**WORK TO BE COMPLETED**
Go through the records underneath and write each one out again exactly.

[Opening MATERIAL PROVIDED section]

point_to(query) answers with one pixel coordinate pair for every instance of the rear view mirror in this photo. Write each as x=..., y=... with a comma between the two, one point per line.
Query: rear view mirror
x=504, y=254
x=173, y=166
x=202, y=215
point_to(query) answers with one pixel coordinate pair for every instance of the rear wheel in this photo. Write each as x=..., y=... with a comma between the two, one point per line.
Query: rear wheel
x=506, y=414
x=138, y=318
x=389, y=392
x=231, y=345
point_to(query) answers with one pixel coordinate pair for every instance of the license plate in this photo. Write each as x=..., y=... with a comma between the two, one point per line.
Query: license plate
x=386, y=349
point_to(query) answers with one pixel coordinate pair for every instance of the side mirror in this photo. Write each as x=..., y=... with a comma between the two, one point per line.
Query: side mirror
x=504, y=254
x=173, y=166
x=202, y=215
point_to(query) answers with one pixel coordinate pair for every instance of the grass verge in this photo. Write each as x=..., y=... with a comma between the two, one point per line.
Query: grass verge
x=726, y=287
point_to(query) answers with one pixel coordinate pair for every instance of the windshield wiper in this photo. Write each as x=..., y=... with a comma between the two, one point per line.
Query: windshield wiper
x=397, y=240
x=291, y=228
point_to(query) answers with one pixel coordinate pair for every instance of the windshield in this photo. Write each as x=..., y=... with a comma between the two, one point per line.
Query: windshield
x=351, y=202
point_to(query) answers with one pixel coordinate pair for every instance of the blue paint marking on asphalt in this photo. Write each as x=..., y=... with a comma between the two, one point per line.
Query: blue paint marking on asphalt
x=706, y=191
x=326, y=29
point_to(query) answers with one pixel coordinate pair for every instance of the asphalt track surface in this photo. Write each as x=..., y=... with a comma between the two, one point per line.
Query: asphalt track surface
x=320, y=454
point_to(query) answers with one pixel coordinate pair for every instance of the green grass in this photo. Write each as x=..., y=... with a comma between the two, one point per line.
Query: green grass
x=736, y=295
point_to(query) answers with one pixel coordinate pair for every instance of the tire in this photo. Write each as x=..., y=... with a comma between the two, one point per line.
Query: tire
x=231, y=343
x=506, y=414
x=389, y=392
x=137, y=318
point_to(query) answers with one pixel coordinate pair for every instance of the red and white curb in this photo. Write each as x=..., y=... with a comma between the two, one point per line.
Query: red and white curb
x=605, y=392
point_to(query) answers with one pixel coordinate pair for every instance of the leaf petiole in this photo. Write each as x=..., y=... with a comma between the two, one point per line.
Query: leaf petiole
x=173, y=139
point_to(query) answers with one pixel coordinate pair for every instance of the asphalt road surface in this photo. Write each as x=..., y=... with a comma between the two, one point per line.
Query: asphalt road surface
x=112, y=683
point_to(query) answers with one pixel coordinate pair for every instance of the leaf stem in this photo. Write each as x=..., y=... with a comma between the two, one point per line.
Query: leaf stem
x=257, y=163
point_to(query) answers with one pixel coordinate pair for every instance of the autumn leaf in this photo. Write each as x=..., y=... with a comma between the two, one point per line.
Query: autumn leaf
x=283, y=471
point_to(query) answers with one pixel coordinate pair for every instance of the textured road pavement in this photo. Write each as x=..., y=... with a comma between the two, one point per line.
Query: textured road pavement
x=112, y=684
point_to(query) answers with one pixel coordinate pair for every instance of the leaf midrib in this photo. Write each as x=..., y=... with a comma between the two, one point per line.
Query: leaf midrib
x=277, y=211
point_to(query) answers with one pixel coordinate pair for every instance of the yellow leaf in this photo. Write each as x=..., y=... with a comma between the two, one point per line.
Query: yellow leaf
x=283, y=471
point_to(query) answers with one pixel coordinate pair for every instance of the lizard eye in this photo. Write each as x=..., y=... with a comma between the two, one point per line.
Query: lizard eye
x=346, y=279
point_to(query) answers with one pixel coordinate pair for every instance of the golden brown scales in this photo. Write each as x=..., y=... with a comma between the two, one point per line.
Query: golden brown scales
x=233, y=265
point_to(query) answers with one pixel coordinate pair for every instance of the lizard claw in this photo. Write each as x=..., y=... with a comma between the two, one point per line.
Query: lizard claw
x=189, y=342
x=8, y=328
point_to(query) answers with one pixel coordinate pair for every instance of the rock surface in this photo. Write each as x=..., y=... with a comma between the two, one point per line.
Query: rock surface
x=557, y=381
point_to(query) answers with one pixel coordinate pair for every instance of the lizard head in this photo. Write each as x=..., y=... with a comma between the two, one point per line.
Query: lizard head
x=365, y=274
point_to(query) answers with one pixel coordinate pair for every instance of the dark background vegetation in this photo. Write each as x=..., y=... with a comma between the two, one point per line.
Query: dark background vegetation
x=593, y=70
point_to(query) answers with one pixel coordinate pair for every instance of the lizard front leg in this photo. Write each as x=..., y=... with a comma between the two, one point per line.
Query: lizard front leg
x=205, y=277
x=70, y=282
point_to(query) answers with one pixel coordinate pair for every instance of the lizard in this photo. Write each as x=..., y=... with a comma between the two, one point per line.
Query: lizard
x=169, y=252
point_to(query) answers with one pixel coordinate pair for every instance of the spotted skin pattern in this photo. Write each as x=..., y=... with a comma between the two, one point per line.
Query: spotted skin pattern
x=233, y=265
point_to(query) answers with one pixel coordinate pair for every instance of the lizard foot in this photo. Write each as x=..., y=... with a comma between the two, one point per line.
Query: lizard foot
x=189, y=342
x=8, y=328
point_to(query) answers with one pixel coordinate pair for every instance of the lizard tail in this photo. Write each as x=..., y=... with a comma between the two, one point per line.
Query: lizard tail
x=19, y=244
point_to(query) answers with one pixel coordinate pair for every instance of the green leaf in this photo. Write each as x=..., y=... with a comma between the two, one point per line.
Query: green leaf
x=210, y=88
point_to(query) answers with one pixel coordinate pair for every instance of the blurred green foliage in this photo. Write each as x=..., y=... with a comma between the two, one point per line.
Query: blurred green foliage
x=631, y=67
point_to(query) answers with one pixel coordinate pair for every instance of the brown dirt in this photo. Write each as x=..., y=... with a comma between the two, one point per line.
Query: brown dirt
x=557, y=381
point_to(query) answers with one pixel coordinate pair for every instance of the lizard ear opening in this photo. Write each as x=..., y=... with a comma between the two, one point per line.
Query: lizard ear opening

[Closing MATERIAL PROVIDED section]

**SOLUTION**
point_to(query) answers with one pixel coordinate pair for every instance of the rear view mirror in this photo. Write each as x=..., y=... with a comma between the two, one point per line.
Query: rear view mirror
x=504, y=254
x=173, y=166
x=202, y=215
point_to(query) answers with one pixel coordinate pair for every instance of the rear wheel in this photo. Write each as x=..., y=... with a comma between the two, one point per line.
Query: rear wheel
x=506, y=414
x=138, y=318
x=389, y=392
x=231, y=345
point_to(query) answers with one pixel coordinate pair for every instance of the license plate in this photo. Write each as x=..., y=... with a comma between the two, one point per line.
Query: license plate
x=386, y=349
point_to(query) answers with one pixel coordinate pair for every instance of the side mirror in this photo. Write each as x=..., y=... with a comma between the two, one point per line.
Query: side mirror
x=504, y=254
x=173, y=166
x=202, y=215
point_to(query) answers with one pixel coordinate pair for every instance of the grass verge in this photo. Write each as x=..., y=... with a comma between the two, one point per line.
Query: grass verge
x=726, y=287
point_to(query) answers with one pixel coordinate pair for every instance of the windshield wiper in this photo. Write each as x=..., y=... with a comma between the two, one point per line.
Query: windshield wiper
x=397, y=240
x=291, y=228
point_to(query) answers with one pixel coordinate pair for every instance of the windshield in this photo. Write each as x=..., y=... with a comma between the two, one point per line.
Query: windshield
x=351, y=202
point_to(query) answers with one pixel coordinate pair for every instance of the blue paint marking on asphalt in this photo. Write each as x=..., y=... with a comma between the two, one point per line.
Query: blue paint marking on asphalt
x=706, y=191
x=326, y=29
point_to(query) answers with one pixel coordinate pair for every instance of the asphalt track surface in this photo. Write each as x=..., y=... with a comma between the two, one point per line.
Query: asphalt track surface
x=320, y=454
point_to(query) answers with one pixel coordinate pair for every instance of the green grass in this photo. Write each as x=..., y=... with a comma between the two, one point per line.
Query: green grass
x=736, y=295
point_to(query) answers with one pixel coordinate pair for every instance of the tire in this photo. Write each as x=..., y=... with a comma between the two, one point per line.
Query: tire
x=231, y=343
x=506, y=414
x=389, y=392
x=137, y=318
point_to(query) answers with one pixel coordinate pair for every instance of the red and white curb in this photo. Write each as x=..., y=... with a comma between the two, one point per line.
Query: red and white curb
x=605, y=392
point_to(query) answers with one pixel coordinate pair for every instance of the leaf petiole in this photo. Write each as x=..., y=... with a comma between the two, one point per line.
Query: leaf petiole
x=173, y=139
point_to(query) answers with one pixel coordinate pair for every instance of the asphalt road surface in this photo. Write each as x=..., y=... with a comma between the two, one point per line.
Query: asphalt road surface
x=112, y=683
point_to(query) answers with one pixel coordinate pair for every instance of the leaf stem in this photo. Write each as x=..., y=... with a comma between the two, one point per line.
Query: leaf stem
x=257, y=163
point_to(query) answers with one pixel coordinate pair for every instance of the autumn leaf in this photo. Write each as x=..., y=... with a comma between the two, one point per line.
Query: autumn leaf
x=283, y=471
point_to(query) answers with one pixel coordinate pair for every instance of the textured road pavement in this photo. Write each as x=..., y=... with a comma between the two, one point per line.
Query: textured road pavement
x=112, y=684
point_to(query) answers with one pixel coordinate pair for every instance of the leaf midrib in this photo. Write each as x=..., y=... with a comma between the two, one point per line.
Query: leaf midrib
x=277, y=211
point_to(query) answers with one pixel coordinate pair for every instance of the yellow leaf in this photo. Write each as x=..., y=... with a comma between the two, one point per line.
Query: yellow leaf
x=283, y=471
point_to(query) answers with one pixel coordinate pair for every instance of the lizard eye in this photo. Write each as x=..., y=... with a comma between the two, one point per line.
Query: lizard eye
x=346, y=279
point_to(query) answers with one pixel coordinate pair for every instance of the golden brown scales in this photo. Write each as x=..., y=... with a comma between the two, one point per line.
Query: golden brown scales
x=233, y=265
point_to(query) answers with one pixel coordinate pair for every instance of the lizard claw in this photo. Write each as x=..., y=... with a comma between the two, one point per line.
Query: lizard claw
x=189, y=342
x=8, y=328
point_to(query) answers with one pixel coordinate pair for every instance of the rock surface in this photo. Write each as x=..., y=... with a comma between the two, one point per line.
Query: rock surface
x=557, y=381
point_to(query) answers with one pixel coordinate pair for every instance of the lizard head in this photo. Write each as x=..., y=... with a comma between the two, one point per line.
Query: lizard head
x=365, y=274
point_to(query) answers with one pixel coordinate pair for every instance of the dark background vegetation in this photo. Write each as x=..., y=... with a comma between the two, one point per line.
Query: dark background vegetation
x=593, y=70
point_to(query) answers with one pixel coordinate pair for every instance of the lizard front leg in this photo. Write each as x=..., y=... with a comma between the two, one point per line.
Query: lizard front leg
x=205, y=277
x=70, y=282
point_to(query) answers with one pixel coordinate pair for every instance of the lizard in this photo. Write each as x=..., y=... with a comma between the two, one point per line.
Query: lizard
x=169, y=252
point_to(query) answers with one pixel coordinate pair for every instance of the spotted skin pattern in this photo. Write each as x=..., y=... with a comma between the two, one point per line.
Query: spotted skin pattern
x=233, y=265
point_to(query) answers with one pixel coordinate pair for every instance of the lizard foot in this photo. Write each as x=..., y=... with a comma between the two, one point per line.
Query: lizard foot
x=189, y=342
x=8, y=328
point_to(query) answers with one pixel coordinate pair for every instance of the lizard tail in this photo. Write each as x=..., y=... with a comma between the two, one point per line.
Query: lizard tail
x=19, y=244
point_to(query) answers with one pixel coordinate pair for every instance of the green leaf in this photo. Write each as x=..., y=... with a comma between the two, one point per line.
Query: green leaf
x=210, y=88
point_to(query) answers with one pixel coordinate pair for every instance of the blurred green foliage in this photo. Write each as x=..., y=... with a comma between the two, one point per line.
Query: blurred green foliage
x=631, y=67
point_to(query) answers with one pixel coordinate pair for every instance of the brown dirt in this photo. Write each as x=..., y=... with a comma between the two, one point per line.
Query: brown dirt
x=557, y=381
point_to(query) answers with one pixel coordinate pair for every instance of the lizard ear opening in this photo. Write each as x=..., y=... with a comma between the two, one point per line.
Query: lizard ear opening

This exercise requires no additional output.